◆ **RECORDED INFORMATION**:
---------------
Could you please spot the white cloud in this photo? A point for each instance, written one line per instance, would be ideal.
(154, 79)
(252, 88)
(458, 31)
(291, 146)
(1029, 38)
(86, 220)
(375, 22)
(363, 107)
---------------
◆ **WHAT TO WORK ON**: Write every line of the records above as a JSON array of strings, with one string per line and blank lines omitted.

◆ **RESPONSE TO THIS TASK**:
[
  "Could you please spot the white cloud in this photo? A point for each instance, written one line per instance, would be ideal.",
  "(154, 79)",
  "(252, 88)",
  "(458, 31)",
  "(291, 146)",
  "(1029, 38)",
  "(86, 220)",
  "(375, 22)",
  "(363, 107)"
]